▸ TEXTE PRÉSENTÉ
« C’est pas cher, c’est l’État qui paye. » Décodons le Decodex des Décodeurs du Monde.
La révolte des Gilets jaunes a un grand mérite : elle permet de lancer un grand débat public sur la fiscalité, le sens de l’impôt et les dépenses publiques.
Voulant se défendre, les partisans de l’État tentent de nous expliquer tout ce que celui-ci fait pour nous, et donc les raisons pour lesquelles nous devons être heureux d’être les champions du monde des prélèvements fiscaux.
Dernier en date, les décodeurs du journal Le Monde, qui nous expliquent, graphique à l’appui, que c’est gratuit, c’est l’État qui paie.
C’est une très bonne idée de montrer le vrai prix des choses. Mais pourquoi distinguer le prix payé par le citoyen et celui payé par l’État ? L’argent public n’existe pas. Quand l’État paye, c’est avec les sommes prélevées sur le citoyen via les impôts et les taxes. Si tout est gratuit, on se demande bien pourquoi nous payons autant d’impôts. Et si ce n’est pas le cas, alors les Decodex trompent plus qu’ils n’informent. D’où l’utilité de décoder les Decodex.
Pour être complet, il faudrait aussi faire un comparatif de ces prix. Alors, faisons-le.
Faire garder son enfant
514 euros par mois pour une personne agréée, pour un temps de garde moyen de 139 heures, soit 32 heures par semaine. L’État « paye » donc 319 euros via des aides diverses (allocations et crédit d’impôt, etc.).
Imaginons que cela n’existe pas et que les parents confient leur enfant à une nourrice privée. Celle-ci pourrait s’occuper chez elle de sept enfants (en maternelle il y a en moyenne 19 élèves par classe). Pour un revenu de 2 000 euros hors charge, elle devrait donc faire payer environ 285 euros par enfant. Avec une flat tax de 20 %, il lui faudrait gagner 2 600 euros brut pour arriver à 2 080 €euros net, soit un coût par enfant de 371 euros. À quoi il faut ajouter les frais de bouche (repas), d’entretien (couches, etc.) et de fonctionnement (chauffage, électricité, etc.). En tout cas, nous sommes bien loin des 514 euros mensuels.

Données d'expressions référentielles
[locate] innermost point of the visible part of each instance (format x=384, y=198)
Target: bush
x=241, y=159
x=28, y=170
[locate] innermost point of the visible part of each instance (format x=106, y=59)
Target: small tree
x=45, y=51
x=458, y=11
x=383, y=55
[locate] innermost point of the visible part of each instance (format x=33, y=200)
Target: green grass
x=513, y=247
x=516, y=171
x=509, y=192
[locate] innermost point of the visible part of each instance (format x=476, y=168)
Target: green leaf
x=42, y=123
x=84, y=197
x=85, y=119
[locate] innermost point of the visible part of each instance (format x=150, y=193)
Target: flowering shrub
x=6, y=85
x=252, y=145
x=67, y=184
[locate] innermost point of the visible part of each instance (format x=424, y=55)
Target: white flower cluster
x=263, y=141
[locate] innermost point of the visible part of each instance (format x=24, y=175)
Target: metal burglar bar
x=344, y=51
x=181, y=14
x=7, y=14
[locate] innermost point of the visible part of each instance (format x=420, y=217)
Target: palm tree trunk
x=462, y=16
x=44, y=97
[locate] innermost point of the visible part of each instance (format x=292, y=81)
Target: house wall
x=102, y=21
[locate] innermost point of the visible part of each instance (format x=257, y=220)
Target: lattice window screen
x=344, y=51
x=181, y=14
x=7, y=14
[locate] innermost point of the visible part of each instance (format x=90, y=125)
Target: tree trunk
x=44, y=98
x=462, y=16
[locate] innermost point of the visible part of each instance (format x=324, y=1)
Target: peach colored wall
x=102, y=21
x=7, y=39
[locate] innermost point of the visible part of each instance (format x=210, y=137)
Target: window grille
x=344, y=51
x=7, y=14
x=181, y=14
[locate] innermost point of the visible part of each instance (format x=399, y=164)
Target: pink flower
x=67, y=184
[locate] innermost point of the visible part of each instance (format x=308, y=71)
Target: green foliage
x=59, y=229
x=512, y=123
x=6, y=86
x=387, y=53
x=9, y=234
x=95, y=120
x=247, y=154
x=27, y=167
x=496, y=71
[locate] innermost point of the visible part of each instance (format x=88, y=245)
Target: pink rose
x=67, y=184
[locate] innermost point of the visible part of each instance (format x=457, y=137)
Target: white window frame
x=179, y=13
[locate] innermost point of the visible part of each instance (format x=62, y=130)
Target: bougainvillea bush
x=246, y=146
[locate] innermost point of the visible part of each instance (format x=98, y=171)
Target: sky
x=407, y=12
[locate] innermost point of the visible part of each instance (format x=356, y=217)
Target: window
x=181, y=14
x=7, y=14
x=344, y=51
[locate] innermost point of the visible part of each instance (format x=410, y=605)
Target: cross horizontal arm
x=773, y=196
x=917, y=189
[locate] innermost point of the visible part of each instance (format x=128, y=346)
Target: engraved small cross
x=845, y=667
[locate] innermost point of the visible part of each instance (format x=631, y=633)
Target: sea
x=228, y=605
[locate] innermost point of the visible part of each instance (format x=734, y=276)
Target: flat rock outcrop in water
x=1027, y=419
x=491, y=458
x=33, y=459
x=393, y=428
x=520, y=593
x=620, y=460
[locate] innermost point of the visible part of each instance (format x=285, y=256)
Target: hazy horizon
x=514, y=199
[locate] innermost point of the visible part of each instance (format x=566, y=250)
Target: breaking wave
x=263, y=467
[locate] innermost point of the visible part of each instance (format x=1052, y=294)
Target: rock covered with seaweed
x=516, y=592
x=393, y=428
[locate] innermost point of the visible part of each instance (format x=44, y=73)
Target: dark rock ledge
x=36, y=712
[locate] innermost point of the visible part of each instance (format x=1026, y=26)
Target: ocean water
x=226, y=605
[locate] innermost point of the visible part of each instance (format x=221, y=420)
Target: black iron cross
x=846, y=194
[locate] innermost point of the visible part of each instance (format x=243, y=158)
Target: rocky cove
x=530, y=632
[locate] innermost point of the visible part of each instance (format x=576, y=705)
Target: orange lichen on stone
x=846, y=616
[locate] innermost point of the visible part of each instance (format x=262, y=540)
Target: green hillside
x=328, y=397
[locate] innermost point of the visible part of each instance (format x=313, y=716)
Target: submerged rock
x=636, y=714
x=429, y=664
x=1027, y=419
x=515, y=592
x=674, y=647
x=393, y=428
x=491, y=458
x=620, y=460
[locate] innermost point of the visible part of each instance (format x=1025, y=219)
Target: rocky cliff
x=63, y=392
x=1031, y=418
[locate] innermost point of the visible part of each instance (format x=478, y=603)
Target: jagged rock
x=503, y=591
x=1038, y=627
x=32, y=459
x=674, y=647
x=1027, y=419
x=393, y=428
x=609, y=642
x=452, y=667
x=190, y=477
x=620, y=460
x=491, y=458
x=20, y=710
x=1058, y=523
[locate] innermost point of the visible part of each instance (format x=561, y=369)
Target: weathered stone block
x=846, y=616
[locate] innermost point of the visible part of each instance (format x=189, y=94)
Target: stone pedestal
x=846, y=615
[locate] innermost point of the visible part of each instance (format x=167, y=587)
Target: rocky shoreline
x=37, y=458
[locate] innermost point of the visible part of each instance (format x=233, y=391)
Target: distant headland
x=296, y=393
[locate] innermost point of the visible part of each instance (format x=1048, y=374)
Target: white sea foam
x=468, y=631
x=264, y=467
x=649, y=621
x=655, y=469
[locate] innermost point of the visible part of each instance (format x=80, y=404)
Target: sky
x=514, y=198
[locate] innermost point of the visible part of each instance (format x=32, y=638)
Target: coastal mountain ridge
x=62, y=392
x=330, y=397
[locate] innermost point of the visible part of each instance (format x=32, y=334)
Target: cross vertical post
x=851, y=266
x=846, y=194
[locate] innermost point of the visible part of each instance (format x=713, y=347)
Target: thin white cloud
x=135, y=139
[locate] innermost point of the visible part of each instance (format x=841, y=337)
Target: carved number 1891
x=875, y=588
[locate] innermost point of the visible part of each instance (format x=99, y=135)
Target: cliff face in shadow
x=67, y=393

▸ QUESTIONS D'ÉTUDE
**A)** Réécrivez le passage de l'article sur l'impôt et les dépenses publiques qui va de « C’est une très » jusqu'à « crédit d’impôt, etc.). » inclus. Remplacez-y « citoyen » par « contribuable ».
**B)** Rédigez la suite de l'article sur l'impôt et les dépenses publiques, en partant de sa dernière phrase.

▸ RÉPONSES PAR CONSIGNE
**A)**
C’est une très bonne idée de montrer le vrai prix des choses. Mais pourquoi distinguer le prix payé par le contribuable et celui payé par l’État ? L’argent public n’existe pas. Quand l’État paye, c’est avec les sommes prélevées sur le contribuable via les impôts et les taxes. Si tout est gratuit, on se demande bien pourquoi nous payons autant d’impôts. Et si ce n’est pas le cas, alors les Decodex trompent plus qu’ils n’informent. D’où l’utilité de décoder les Decodex.
Pour être complet, il faudrait aussi faire un comparatif de ces prix. Alors, faisons-le.
Faire garder son enfant
514 euros par mois pour une personne agréée, pour un temps de garde moyen de 139 heures, soit 32 heures par semaine. L’État « paye » donc 319 euros via des aides diverses (allocations et crédit d’impôt, etc.).

**B)**
Moins de charges sociales permettraient ainsi de développer davantage l’emploi à domicile, par exemple pour les gardes d’enfant.
La scolarité
Encore une fois le document explique que l’école est gratuite. Bien sûr. Comme chacun sait, les professeurs sont bénévoles et les bâtiments se construisent tout seuls. Si c’est gratuit, cela donne raison aux Gilets jaunes : « Où passe notre argent ? ». Ce que le graphique oublie de dire c’est que dans le privé, un élève coûte deux fois moins cher que dans le public. Il pourrait aussi préciser qu’entre 1980 et 2017, les dépenses intérieures d’éducation ont augmenté de 108 %, pour atteindre près de 155 milliards d’euros.
La santé, gratuite elle aussi
Vient ensuite la santé, elle aussi tellement gratuite que l’on en vient à se demander pourquoi nous payons tant d’impôts ?
3 200 euros en moyenne pour des frais d’hospitalisation et 485 euros pour l’achat de médicaments. Selon la Drees, chaque personne dépense en moyenne 2 977 euros par an pour sa santé. Mais combien paye-t-on ?
Sur le salaire médian complet, soit 3 220 euros par mois, l’ensemble des cotisations de santé représente environ 1 480 euros (maternité, invalidité, santé, décès, CSG, etc.). Cela ne prend pas en compte la partie payée à la Sécurité sociale pour la branche retraite. Si bien que deux mois de cotisation suffisent à couvrir les dépenses annuelles de santé. Les 15 000 euros restant pourraient servir à payer une mutuelle ou bien à mettre de l’argent de côté en cas de grosses maladies (cancer, etc.).
Et la dette, c’est pour qui ?
Reste le cas de la SNCF, dont il est bon de savoir que l’on ne paye que la moitié du prix réel du billet. Pour les transports en commun franciliens, c’est le tiers seulement. C’est-à-dire que le train coûte aussi cher qu’un vol européen et moins cher que la voiture. Surtout, le graphique ne mentionne pas le cas de la dette de la SNCF — 47 milliards d’euros tout de même — que le gouvernement s’est engagé à reprendre, c’est-à-dire à faire payer aux Français via l’impôt. À quoi s’ajoute le paiement des infrastructures et de l’entretien. Le coût réel du billet de train nationalisé est donc beaucoup plus cher.
À titre de comparaison, un Paris-Rome avec Thello coûte 90 euros et un Paris-Bruxelles avec Thalys autour de 50 euros (pour la classe standard, avec réservation à l’avance).
La SNCF n’est donc pas compétitive, en dépit de ses larges subventions reçues de l’État.